# Start of MATERIAL
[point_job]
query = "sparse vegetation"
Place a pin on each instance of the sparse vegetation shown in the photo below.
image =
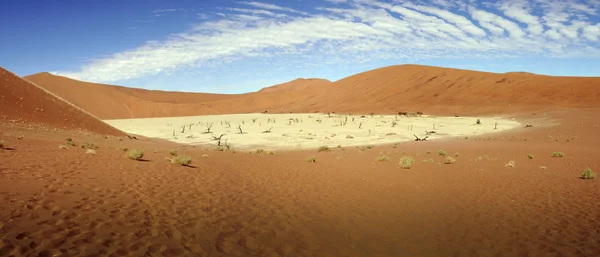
(406, 162)
(449, 160)
(135, 154)
(324, 149)
(382, 158)
(88, 145)
(588, 174)
(510, 164)
(181, 160)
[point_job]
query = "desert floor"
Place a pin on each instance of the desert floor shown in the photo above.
(66, 202)
(308, 131)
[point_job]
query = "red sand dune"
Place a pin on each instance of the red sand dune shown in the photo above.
(64, 202)
(22, 101)
(386, 90)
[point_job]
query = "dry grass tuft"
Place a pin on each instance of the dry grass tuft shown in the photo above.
(406, 162)
(588, 174)
(324, 149)
(181, 160)
(382, 158)
(510, 164)
(135, 154)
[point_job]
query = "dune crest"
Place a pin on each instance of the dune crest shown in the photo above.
(23, 101)
(435, 90)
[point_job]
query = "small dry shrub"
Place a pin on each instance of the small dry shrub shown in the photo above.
(588, 174)
(324, 149)
(382, 158)
(406, 162)
(135, 154)
(449, 160)
(181, 160)
(510, 164)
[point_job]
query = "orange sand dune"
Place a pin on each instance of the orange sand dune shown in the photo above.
(386, 90)
(69, 201)
(22, 101)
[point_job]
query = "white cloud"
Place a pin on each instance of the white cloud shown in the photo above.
(592, 32)
(271, 7)
(362, 31)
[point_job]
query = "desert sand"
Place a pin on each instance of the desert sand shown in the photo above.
(306, 131)
(61, 199)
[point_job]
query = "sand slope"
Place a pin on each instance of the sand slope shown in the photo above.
(386, 90)
(25, 102)
(67, 203)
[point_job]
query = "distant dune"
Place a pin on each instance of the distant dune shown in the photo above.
(22, 101)
(386, 90)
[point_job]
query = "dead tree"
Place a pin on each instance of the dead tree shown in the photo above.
(420, 139)
(208, 127)
(218, 139)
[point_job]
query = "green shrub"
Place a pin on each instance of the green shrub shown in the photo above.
(181, 160)
(449, 160)
(406, 162)
(135, 154)
(588, 174)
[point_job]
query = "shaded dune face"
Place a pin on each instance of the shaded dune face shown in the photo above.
(389, 90)
(66, 202)
(22, 101)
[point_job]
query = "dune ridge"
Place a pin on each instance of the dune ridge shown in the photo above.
(24, 101)
(387, 90)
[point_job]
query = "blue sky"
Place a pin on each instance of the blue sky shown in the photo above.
(225, 46)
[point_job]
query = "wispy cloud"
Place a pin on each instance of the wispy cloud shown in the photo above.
(361, 31)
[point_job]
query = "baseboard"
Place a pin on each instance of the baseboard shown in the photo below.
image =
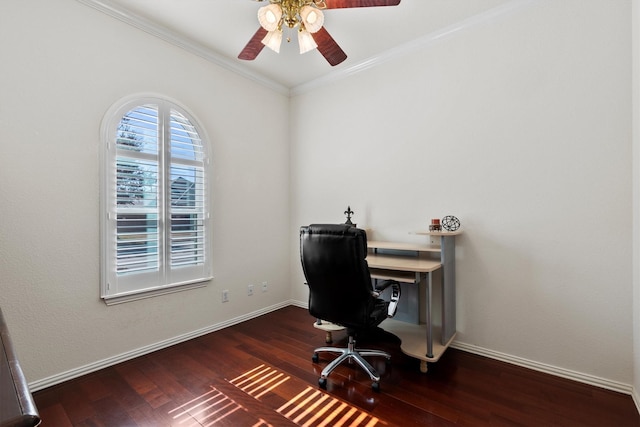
(549, 369)
(101, 364)
(519, 361)
(636, 398)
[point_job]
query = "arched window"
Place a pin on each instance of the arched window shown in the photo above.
(155, 215)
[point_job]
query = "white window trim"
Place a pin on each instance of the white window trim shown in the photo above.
(109, 126)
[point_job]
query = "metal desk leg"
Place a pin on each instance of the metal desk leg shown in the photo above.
(447, 245)
(428, 314)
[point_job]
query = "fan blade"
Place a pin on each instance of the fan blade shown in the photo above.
(328, 47)
(254, 47)
(341, 4)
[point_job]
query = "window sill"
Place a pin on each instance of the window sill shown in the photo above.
(123, 298)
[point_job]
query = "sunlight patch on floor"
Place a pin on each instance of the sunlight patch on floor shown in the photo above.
(309, 408)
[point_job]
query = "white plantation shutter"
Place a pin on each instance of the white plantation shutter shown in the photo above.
(155, 221)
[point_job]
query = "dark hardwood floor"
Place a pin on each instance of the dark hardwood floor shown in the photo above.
(260, 373)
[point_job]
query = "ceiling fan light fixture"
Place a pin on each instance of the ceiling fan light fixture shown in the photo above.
(273, 40)
(312, 18)
(306, 41)
(269, 16)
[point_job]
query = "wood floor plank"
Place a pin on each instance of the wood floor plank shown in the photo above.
(260, 373)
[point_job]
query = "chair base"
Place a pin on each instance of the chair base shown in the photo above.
(350, 353)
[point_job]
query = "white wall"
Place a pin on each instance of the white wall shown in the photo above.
(635, 19)
(521, 128)
(63, 65)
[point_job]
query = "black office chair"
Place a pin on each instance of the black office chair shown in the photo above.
(341, 291)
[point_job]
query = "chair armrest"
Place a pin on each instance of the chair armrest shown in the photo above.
(395, 294)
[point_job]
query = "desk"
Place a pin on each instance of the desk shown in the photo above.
(409, 263)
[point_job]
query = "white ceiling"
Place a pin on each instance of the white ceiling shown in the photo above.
(219, 30)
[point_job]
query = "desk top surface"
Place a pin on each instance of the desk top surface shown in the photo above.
(401, 246)
(400, 263)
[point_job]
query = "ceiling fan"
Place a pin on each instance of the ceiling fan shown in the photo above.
(307, 17)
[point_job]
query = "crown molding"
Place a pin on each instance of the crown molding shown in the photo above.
(200, 50)
(156, 30)
(416, 45)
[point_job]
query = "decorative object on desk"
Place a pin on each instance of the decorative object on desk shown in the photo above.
(450, 223)
(348, 213)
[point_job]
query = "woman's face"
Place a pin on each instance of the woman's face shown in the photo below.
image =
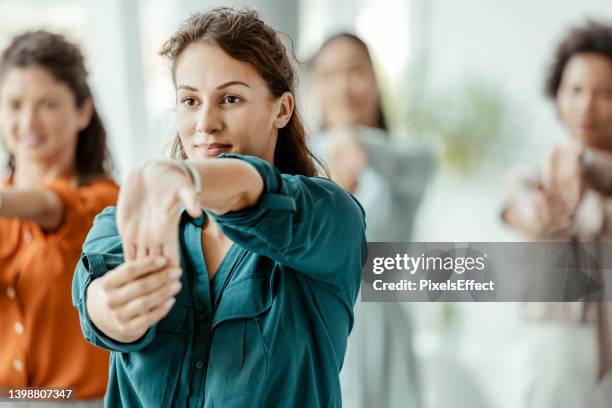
(40, 119)
(223, 105)
(584, 99)
(346, 85)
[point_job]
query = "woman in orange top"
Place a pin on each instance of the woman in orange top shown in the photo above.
(58, 182)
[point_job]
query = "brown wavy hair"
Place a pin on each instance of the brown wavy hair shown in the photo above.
(592, 37)
(242, 35)
(381, 122)
(65, 62)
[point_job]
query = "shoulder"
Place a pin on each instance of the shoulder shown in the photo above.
(325, 194)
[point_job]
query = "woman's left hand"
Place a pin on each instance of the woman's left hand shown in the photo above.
(148, 210)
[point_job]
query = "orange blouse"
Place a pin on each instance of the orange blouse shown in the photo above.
(41, 344)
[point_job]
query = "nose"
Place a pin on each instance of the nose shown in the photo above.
(28, 120)
(209, 120)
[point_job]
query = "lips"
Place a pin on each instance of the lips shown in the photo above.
(31, 141)
(212, 149)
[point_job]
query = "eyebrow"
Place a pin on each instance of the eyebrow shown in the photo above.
(222, 86)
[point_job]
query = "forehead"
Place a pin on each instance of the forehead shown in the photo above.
(31, 80)
(205, 65)
(339, 53)
(588, 66)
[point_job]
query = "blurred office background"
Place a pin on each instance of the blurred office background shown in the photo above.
(465, 77)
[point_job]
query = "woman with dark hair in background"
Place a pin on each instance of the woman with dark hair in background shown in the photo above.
(58, 181)
(225, 278)
(389, 180)
(572, 201)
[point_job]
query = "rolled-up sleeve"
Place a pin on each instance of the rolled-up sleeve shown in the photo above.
(306, 223)
(102, 252)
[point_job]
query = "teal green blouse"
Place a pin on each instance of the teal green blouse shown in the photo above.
(270, 329)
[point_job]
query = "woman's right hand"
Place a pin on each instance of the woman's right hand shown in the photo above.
(129, 299)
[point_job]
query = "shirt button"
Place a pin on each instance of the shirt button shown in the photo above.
(10, 292)
(17, 365)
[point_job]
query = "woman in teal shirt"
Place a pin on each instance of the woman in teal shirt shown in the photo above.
(248, 302)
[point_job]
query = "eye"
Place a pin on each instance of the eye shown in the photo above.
(231, 99)
(189, 101)
(605, 93)
(48, 104)
(14, 104)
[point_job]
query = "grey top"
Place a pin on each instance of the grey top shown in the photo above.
(380, 367)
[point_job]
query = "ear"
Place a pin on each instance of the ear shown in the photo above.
(285, 106)
(85, 113)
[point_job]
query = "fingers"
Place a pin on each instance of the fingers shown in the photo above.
(129, 251)
(132, 270)
(143, 286)
(143, 304)
(190, 201)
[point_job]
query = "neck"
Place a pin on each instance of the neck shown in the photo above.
(36, 174)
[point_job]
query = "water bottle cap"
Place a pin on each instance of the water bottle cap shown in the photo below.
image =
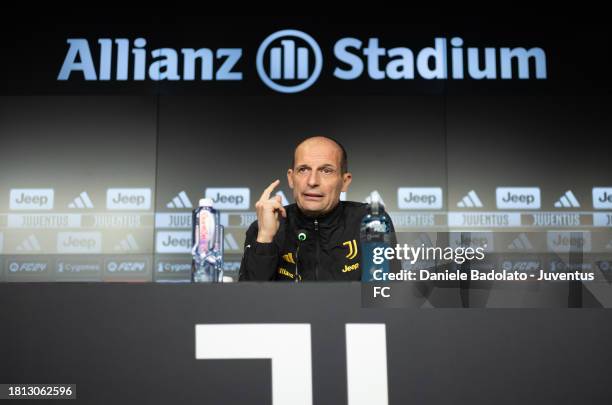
(205, 202)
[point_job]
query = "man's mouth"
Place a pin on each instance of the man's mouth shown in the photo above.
(312, 196)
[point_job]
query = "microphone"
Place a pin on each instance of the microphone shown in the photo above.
(302, 235)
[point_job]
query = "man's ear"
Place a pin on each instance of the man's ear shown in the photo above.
(290, 178)
(346, 181)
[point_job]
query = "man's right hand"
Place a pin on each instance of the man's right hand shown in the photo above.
(267, 214)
# End of MATERIAL
* [AIM]
Return every line of the entries above that contains the word "sparse", matching case exactly.

* [OUTPUT FOR THIS EXERCISE]
query = "sparse vegetation"
Place a pin on each instance of the sparse vegetation shown in the photo below.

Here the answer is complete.